◆ ABOUT THIS TASK ◆
Type the entries out once more. Match them exactly.

◆ DATA FOR THE TASK ◆
|---|

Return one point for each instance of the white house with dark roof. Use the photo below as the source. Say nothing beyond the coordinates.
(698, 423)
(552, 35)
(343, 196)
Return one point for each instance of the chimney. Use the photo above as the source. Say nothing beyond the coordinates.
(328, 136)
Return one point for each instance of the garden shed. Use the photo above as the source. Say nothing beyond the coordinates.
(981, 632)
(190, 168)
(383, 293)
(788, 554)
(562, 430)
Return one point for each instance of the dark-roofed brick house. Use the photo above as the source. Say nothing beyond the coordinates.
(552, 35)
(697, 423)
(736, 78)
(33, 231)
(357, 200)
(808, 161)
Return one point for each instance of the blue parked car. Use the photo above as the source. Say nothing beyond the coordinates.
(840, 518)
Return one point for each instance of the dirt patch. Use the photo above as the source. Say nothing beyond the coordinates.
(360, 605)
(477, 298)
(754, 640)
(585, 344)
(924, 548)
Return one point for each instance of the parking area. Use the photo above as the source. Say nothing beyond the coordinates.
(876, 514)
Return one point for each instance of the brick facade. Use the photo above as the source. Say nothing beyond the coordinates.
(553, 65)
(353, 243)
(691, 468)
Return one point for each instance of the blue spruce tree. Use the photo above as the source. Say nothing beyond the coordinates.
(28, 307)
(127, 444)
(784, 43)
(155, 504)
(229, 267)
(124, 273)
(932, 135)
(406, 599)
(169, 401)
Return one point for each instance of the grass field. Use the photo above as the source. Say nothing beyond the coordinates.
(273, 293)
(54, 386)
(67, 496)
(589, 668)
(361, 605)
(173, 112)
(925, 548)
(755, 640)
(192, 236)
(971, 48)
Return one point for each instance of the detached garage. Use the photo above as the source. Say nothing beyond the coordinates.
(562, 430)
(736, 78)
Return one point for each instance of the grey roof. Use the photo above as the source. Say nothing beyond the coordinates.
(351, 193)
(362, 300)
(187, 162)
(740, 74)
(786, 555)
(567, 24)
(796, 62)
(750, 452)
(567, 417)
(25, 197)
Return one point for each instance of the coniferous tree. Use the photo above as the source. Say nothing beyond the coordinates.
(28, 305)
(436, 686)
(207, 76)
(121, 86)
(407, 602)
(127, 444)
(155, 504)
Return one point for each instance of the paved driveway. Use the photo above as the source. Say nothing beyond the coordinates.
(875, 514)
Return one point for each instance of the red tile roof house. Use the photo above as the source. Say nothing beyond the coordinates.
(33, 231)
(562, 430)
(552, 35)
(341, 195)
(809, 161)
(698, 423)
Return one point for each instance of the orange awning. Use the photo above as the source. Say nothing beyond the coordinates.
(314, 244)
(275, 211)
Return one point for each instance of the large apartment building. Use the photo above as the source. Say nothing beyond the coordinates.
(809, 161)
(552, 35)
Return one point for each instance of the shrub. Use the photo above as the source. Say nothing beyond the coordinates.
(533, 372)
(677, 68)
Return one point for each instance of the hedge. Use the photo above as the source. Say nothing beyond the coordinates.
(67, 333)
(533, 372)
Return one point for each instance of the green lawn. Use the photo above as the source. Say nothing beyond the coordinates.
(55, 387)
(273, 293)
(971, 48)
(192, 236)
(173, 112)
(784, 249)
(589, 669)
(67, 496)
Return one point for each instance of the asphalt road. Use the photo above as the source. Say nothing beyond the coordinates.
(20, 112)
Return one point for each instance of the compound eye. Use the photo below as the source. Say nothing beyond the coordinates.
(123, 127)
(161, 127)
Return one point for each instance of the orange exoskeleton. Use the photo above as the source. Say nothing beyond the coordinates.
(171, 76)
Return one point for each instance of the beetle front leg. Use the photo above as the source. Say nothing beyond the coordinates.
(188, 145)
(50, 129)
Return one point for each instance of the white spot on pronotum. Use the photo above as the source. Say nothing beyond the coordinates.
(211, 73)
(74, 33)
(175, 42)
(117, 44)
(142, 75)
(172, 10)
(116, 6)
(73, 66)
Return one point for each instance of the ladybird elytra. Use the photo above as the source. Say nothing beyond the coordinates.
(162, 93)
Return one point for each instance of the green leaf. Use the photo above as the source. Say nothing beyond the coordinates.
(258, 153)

|---|

◆ ANSWER SECTION ◆
Return one point for each instance of the white house with dark roof. Use the photo below as the source. Say nothing beyond the coordinates.
(698, 423)
(552, 35)
(343, 196)
Return one point for each instance of the chimney. Use the photo above as the source. Say nothing beyond the coordinates.
(328, 136)
Return one point for each instance of the garden shed. Use the photo above as the source. Say nothing beyond the coordinates.
(981, 632)
(190, 168)
(383, 293)
(788, 554)
(562, 430)
Return one point for each instance of the dark-roofed brick house. Use the photo above as the source. Say nothing beyond the coordinates.
(552, 35)
(697, 423)
(736, 78)
(33, 231)
(357, 200)
(808, 161)
Return one point for each instance of the blue parked car. Use the photo above as the source. Say nothing beyond the coordinates.
(840, 518)
Return one point for each instance of the dirt patch. Use the photo above as the source. Say nothing beyond the coordinates.
(360, 605)
(477, 298)
(754, 640)
(585, 344)
(924, 548)
Return one point for each instance of the parking area. Use the photo above as the source. Say nothing beyond the coordinates.
(876, 514)
Return one point for each instance of the brick facade. Use the photo above as the source. Say nothing beyond the coordinates.
(553, 65)
(353, 243)
(691, 468)
Return one point for each instance of the blue spruce tree. Use the photo above as the source. Say nothing beyond the coordinates.
(28, 307)
(127, 444)
(784, 43)
(155, 504)
(229, 267)
(124, 273)
(932, 135)
(406, 599)
(169, 401)
Return one point for each instance of the grass field. Use the photo above as the source. Say nothing beyond the coordinates.
(273, 293)
(54, 386)
(67, 496)
(589, 668)
(361, 605)
(173, 112)
(925, 548)
(755, 640)
(192, 236)
(971, 48)
Return one point for each instance of the detached garage. Use the photo above as the source. Say nothing beyond the coordinates.
(562, 430)
(736, 78)
Return one point for each instance of the grey roof. Use the photo above as the source. Say nothing beyond the coordinates.
(351, 193)
(362, 300)
(187, 162)
(740, 74)
(786, 555)
(567, 24)
(796, 62)
(750, 452)
(567, 417)
(25, 197)
Return one point for each instance of the coniferous tree. Use the photo above as the source. Say nothing beyond the coordinates.
(28, 305)
(436, 686)
(207, 76)
(121, 86)
(407, 602)
(127, 444)
(155, 504)
Return one point for each instance of the paved driveway. Use the photo above as the source. Say nothing beyond the coordinates.
(875, 514)
Return one point for each instance of the red tile roof house. Use the photo above as the source. Say nothing beyond the coordinates.
(33, 231)
(562, 430)
(552, 35)
(341, 195)
(809, 161)
(698, 423)
Return one point for each instance of the orange awning. Use the photo above as the source. Say nothing beyond the coordinates.
(314, 244)
(275, 211)
Return one point for each instance of the large apartment building. Use the photo above as the source. Say nothing beyond the coordinates.
(809, 161)
(552, 35)
Return one point for each instance of the shrub. Use the photo above as the source. Say nothing beyond the coordinates.
(533, 372)
(677, 68)
Return one point for each instance of the hedge. Use the photo above as the source. Say nothing beyond the coordinates.
(67, 333)
(533, 372)
Return one point for each instance of the green lawn. Use the photo above as the source. Say nothing beyond the coordinates.
(55, 387)
(273, 293)
(971, 48)
(192, 236)
(173, 112)
(784, 249)
(589, 669)
(67, 496)
Return one point for each instance of the asphalt road. Use the photo above as the source. Say nothing beyond the coordinates.
(20, 112)
Return one point for each instance of the compound eye. Use the photo below as the source. Say nothing beyond the coordinates.
(123, 127)
(161, 127)
Return one point for each instance of the orange exoskeleton. Use the photo above as the source. Say nothing beyond the coordinates.
(171, 76)
Return one point for each instance of the beetle front leg. Use the photo above as the source. Say nothing beyond the coordinates.
(188, 145)
(50, 129)
Return one point for each instance of the white spot on pronotum. Use the photo above as the source. Say nothing beyond the coordinates.
(211, 73)
(74, 33)
(175, 42)
(117, 44)
(142, 75)
(172, 10)
(116, 6)
(73, 66)
Return one point for each instance of the ladybird elytra. Use the photo above as the source. Say nothing beyond the coordinates.
(162, 93)
Return one point for each instance of the green leaf. Use the photo above as the source. Say nothing beyond the coordinates.
(258, 153)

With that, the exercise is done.